→ **Exercise set**:
1. In the windfarm article, set down everything from "Credit:  By ALISTAIR" down to "Ardross and Ardgay.".
2. Using the windfarm article, mark each statement yes or no and quote the words that settle it: (a) Glenmorie Wind Energy is based in Edinburgh. (b) Fewer than 300 objections were lodged against the proposal. (c) The Mountaineering Council of Scotland represents 11,000 climbers and hillwalkers.

→ **Source document**:

** begin **

Credit:  By ALISTAIR MUNRO | Published on Tuesday 27 November 2012 | www.scotsman.com ~~

Highland councillors are to carry out a site visit before deciding on a controversial 34-turbine windfarm proposal in Ross-shire.

Edinburgh-based Glenmorie Wind Energy has lodged a planning application to build the massive development, involving 410ft-high turbines, between Ardross and Ardgay.

Over 300 objections have been lodged against the proposal, including from the Mountaineering Council of Scotland (MCofS), which claims approval of the scheme would send a message that the Highlands was “open house for massive industrial-scale wind farms”.

The body, which represents 11,000 climbers and hillwalkers, say the proposed development would be “intrusively visible” from Munro mountains such as Ben Wyvis, Beinn Dearg and those in the Fannichs.

The proposal went before Highland Council’s North Planning Committee on Tuesday.

** end **

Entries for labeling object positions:
** begin **

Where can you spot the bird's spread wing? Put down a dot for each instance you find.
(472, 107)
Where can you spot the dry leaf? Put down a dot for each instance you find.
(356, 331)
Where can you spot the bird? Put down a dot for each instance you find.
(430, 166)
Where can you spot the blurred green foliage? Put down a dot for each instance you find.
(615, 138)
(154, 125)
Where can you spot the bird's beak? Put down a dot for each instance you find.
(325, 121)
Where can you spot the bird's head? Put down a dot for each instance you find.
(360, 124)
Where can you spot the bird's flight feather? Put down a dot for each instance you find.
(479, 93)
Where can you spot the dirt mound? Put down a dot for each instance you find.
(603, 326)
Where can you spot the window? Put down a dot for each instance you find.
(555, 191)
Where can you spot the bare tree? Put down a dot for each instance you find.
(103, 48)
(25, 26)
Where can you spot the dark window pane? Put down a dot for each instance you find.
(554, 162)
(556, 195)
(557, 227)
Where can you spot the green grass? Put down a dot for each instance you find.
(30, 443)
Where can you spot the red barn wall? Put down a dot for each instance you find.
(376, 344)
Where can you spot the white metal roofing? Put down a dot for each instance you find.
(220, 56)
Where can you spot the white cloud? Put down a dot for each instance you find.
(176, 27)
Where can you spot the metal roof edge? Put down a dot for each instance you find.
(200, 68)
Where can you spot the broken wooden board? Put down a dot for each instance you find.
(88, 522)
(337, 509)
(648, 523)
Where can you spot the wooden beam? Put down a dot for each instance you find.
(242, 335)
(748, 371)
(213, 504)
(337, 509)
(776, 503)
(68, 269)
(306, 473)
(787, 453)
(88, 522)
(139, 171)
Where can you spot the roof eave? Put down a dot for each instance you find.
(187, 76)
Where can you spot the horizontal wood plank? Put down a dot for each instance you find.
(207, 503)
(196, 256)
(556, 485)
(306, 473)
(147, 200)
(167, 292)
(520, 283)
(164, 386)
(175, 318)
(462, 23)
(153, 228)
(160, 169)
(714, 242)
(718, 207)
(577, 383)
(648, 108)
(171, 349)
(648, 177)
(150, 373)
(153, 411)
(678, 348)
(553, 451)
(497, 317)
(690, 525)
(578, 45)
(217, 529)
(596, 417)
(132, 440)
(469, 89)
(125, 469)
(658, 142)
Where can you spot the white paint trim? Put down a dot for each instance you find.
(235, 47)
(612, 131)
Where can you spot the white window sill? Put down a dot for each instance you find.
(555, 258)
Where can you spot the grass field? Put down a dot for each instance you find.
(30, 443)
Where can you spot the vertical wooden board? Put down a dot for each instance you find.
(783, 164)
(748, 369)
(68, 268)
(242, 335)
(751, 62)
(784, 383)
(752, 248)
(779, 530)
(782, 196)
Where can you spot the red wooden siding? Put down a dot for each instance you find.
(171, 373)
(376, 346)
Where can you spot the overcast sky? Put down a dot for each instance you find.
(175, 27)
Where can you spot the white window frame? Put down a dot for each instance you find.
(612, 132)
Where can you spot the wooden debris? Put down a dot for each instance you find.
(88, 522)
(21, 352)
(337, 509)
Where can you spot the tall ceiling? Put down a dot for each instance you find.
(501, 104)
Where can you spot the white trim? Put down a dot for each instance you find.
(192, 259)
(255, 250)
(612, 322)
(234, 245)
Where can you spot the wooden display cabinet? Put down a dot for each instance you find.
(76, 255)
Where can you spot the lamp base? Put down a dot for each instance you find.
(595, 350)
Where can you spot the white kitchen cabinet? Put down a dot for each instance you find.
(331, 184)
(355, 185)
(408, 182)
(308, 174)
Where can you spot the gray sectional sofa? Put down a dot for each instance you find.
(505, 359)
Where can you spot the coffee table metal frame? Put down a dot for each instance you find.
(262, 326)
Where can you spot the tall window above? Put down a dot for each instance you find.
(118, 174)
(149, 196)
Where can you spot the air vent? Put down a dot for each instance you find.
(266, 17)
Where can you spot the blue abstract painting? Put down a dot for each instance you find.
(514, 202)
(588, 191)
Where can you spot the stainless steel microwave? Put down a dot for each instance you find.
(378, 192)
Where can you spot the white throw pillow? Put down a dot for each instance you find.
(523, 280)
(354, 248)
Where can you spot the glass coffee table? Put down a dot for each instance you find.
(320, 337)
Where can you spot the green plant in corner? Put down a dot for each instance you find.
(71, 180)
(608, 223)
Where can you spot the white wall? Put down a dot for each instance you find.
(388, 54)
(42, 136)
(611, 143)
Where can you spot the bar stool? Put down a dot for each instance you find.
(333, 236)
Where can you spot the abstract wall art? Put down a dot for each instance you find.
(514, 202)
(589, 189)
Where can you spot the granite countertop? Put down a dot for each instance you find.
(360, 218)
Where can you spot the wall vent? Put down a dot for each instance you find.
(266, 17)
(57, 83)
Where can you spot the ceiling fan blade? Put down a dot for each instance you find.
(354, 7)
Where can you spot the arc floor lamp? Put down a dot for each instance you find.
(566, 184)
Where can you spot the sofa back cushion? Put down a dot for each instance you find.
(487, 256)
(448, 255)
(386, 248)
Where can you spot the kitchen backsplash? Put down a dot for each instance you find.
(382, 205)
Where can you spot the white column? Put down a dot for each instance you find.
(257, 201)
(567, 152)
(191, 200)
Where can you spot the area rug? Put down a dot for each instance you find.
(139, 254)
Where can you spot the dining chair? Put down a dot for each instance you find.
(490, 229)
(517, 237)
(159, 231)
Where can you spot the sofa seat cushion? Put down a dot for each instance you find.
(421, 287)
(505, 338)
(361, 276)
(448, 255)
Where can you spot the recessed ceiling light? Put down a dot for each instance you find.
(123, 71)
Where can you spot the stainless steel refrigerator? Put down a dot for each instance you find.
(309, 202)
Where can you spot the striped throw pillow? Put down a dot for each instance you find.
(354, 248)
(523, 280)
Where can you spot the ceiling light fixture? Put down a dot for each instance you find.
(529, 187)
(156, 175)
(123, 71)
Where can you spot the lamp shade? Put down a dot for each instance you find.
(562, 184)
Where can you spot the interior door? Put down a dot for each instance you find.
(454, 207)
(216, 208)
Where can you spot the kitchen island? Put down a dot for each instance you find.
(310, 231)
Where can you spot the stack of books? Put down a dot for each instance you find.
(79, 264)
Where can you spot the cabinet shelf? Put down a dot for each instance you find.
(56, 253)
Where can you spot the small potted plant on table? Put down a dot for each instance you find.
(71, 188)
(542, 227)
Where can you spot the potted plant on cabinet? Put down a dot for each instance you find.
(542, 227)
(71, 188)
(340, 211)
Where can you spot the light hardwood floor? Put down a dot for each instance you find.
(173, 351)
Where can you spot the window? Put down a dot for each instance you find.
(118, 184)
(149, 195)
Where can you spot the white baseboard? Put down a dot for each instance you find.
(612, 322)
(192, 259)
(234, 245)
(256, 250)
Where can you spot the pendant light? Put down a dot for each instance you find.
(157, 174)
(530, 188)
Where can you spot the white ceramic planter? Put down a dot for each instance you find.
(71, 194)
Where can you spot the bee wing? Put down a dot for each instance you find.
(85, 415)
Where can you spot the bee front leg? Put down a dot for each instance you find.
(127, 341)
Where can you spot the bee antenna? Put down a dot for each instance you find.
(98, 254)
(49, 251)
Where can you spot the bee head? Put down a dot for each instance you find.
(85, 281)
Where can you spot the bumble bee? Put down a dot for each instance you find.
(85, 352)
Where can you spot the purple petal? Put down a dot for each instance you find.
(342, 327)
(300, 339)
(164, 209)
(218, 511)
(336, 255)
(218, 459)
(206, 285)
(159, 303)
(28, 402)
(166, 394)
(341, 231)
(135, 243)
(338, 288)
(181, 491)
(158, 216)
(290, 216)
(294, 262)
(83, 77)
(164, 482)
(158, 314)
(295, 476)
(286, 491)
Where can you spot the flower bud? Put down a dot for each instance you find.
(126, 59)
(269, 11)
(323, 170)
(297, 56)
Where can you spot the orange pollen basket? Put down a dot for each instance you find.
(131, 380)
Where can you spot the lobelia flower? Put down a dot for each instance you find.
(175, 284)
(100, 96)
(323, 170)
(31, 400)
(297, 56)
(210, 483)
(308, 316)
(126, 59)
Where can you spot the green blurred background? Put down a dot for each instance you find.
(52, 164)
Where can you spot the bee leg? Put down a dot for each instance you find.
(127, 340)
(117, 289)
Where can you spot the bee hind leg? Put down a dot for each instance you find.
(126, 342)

** end **

→ **Solved tasks**:
1.
Credit:  By ALISTAIR MUNRO | Published on Tuesday 27 November 2012 | www.scotsman.com ~~

Highland councillors are to carry out a site visit before deciding on a controversial 34-turbine windfarm proposal in Ross-shire.

Edinburgh-based Glenmorie Wind Energy has lodged a planning application to build the massive development, involving 410ft-high turbines, between Ardross and Ardgay.

2.
(a) Yes: "Edinburgh-based Glenmorie Wind Energy"
(b) No: "Over 300 objections have been lodged against the proposal"
(c) Yes: "which represents 11,000 climbers and hillwalkers"